VCU team wins Virginia caregiver hackathon

Front row from left: Cheryl Smith, Mahira Ali, Sara Tierney, Melissa Poe, Mern Capps; back row: Daniel Huffine, Tony Gentry, Ph.D., Linda Alexander.
Front row from left: Cheryl Smith, Mahira Ali, Sara Tierney, Melissa Poe, Mern Capps; back row: Daniel Huffine, Tony Gentry, Ph.D., Linda Alexander.

A multidisciplinary team from Virginia Commonwealth University won first place in a Virginia competition called “Caring for the Caregiver Hack.”

The team was made up of two seniors in the Department of Biomedical Engineering at the VCU College of Engineering, graduate students in the Department of Occupational Therapy in the VCU College of Health Professions and graduate students in the VCU Brandcenter.

They competed against six other student teams from select Virginia colleges and universities. The fourth annual event, organized by the Lindsay Institute for Innovations in Caregiving, was held Oct. 26-28, 2018, at Troutman Sanders LLC in Richmond, Virginia. The participants had 24 hours to create technological tools to help caregivers to improve their physical or emotional health.

The VCU team developed an app, Hummingbird, to make it easier for caregivers of people with complex needs to coordinate care with health aides and others. In addition to sharing a top prize of $3,500, each member will receive a $1,000 scholarship. Also, the group will have the opportunity to make a presentation before the board of Startup Virginia, a Richmond-based incubator, to seek a summer residency to work on the project.

“It was a very fulfilling experience,” said biomedical engineering student Mahira Ali, who had never participated in a hackathon before. “I realized at one point that all six of us became personally invested in this project. We all made such a personal connection” to Cheryl Smith, the family caregiver who worked with her team.

Both Ali and the other biomedical engineering student, Linda Alexander, are in the rehabilitation engineering track. Alexander also said the experience was rewarding. “We had spent a lot of time really digging into what we thought our caregiver needed and identifying all the different aspects of what she was doing,” she said.

Source information
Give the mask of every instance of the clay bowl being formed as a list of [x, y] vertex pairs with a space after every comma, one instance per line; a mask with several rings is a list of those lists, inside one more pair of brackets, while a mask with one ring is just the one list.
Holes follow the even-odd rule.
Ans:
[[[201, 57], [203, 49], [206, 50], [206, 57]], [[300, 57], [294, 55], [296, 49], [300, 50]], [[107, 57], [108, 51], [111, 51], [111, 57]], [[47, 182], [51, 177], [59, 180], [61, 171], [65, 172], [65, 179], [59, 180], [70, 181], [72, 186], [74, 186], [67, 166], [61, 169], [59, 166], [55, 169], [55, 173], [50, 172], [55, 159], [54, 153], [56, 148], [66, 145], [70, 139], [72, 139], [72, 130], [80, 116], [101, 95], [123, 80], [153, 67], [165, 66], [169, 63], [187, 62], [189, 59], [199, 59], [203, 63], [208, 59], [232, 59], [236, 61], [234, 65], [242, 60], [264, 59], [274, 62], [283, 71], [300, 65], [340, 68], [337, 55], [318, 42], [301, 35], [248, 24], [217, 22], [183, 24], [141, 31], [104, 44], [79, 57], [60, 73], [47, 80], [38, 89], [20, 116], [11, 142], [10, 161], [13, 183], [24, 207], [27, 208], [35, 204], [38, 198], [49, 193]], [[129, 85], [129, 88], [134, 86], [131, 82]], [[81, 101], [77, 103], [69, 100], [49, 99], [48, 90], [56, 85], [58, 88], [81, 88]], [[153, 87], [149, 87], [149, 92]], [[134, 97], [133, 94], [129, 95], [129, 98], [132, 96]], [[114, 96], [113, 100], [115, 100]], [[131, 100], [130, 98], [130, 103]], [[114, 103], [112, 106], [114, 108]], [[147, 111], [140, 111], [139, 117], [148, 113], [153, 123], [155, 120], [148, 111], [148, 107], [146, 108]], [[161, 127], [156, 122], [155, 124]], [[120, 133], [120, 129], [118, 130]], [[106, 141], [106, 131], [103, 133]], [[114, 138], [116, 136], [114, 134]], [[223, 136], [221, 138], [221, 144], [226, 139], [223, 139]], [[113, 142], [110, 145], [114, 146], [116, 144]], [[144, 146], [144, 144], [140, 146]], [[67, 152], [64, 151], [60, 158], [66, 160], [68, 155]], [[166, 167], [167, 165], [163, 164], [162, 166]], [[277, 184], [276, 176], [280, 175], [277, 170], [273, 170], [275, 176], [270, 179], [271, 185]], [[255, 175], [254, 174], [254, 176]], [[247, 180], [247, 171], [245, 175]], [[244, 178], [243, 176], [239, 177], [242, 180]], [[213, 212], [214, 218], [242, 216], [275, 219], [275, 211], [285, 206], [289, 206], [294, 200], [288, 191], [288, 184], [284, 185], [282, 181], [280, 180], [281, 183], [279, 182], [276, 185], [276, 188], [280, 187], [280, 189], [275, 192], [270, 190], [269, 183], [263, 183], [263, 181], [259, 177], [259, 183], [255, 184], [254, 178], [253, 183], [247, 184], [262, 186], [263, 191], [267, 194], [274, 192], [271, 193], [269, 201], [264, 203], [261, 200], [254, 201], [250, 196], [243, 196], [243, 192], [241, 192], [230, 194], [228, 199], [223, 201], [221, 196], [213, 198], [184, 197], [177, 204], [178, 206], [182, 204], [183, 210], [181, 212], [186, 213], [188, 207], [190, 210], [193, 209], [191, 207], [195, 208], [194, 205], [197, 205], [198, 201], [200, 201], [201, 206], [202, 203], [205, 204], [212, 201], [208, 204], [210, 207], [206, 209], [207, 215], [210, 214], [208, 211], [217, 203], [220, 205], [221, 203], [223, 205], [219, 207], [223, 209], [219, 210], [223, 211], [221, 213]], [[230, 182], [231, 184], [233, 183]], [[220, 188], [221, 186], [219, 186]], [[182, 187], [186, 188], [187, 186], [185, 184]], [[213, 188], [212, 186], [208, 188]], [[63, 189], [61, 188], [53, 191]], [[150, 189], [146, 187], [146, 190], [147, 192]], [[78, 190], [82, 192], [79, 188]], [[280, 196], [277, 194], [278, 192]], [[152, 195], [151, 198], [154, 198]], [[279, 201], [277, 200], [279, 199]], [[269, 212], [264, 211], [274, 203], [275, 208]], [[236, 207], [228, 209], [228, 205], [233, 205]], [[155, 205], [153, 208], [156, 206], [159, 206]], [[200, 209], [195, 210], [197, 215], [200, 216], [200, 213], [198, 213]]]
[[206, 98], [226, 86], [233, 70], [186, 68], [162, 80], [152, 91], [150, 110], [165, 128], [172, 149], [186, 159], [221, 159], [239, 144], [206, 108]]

Required tasks
(a) In the hackathon article, what is the name of the app the VCU team built?
(b) Decide whether each statement agrees with the hackathon article: (i) The competition took place at Troutman Sanders LLC in Richmond. (ii) Teams were given 48 hours to build their tools. (iii) Mahira Ali had competed in hackathons before this one.
(c) Continue the hackathon article from the point where it stops.
The data come from a separate source unrelated to the hackathon article.

Responses by item number
(a) Hummingbird.

(b)
(i) Yes: "was held Oct. 26-28, 2018, at Troutman Sanders LLC in Richmond, Virginia."
(ii) No: "The participants had 24 hours to create technological tools."
(iii) No: "who had never participated in a hackathon before."

(c)
Ali said she enjoyed watching her teammates Daniel Huffine and Melissa Poe, in the Experience Design track, in action, transforming the group’s vision sketched out on sticky notes into an attractive presentation. “It was eye-opening to work with students from a completely different discipline.”

Ali, who plans to pursue graduate school in occupational therapy, was also eager to work alongside current graduate students in the field, Mern Capps and Sara Tierney.

“"It is invaluable for rehab engineering students to get experience working with teams of multidisciplinary people typically involved in a patient’s care,” said Dianne Pawluk, Ph.D., an associate biomedical engineering professor who helped the biomedical engineering students prepare for the hackathon.

The group’s coach was Tony Gentry, Ph.D., OTR/L FAOTA, associate professor in the Department of Occupational Therapy. Edward F. Ansello, Ph.D., Director of the Virginia Center on Aging at the VCU College of Health Professions, helped to organize the team.

Alexander, who is interested in the field of medical device design and is working on a certificate for product innovation at VCU’s da Vinci Center, said she was also excited about the prospects of working at Startup Virginia. “We’re definitely all interested in pursuing it further.”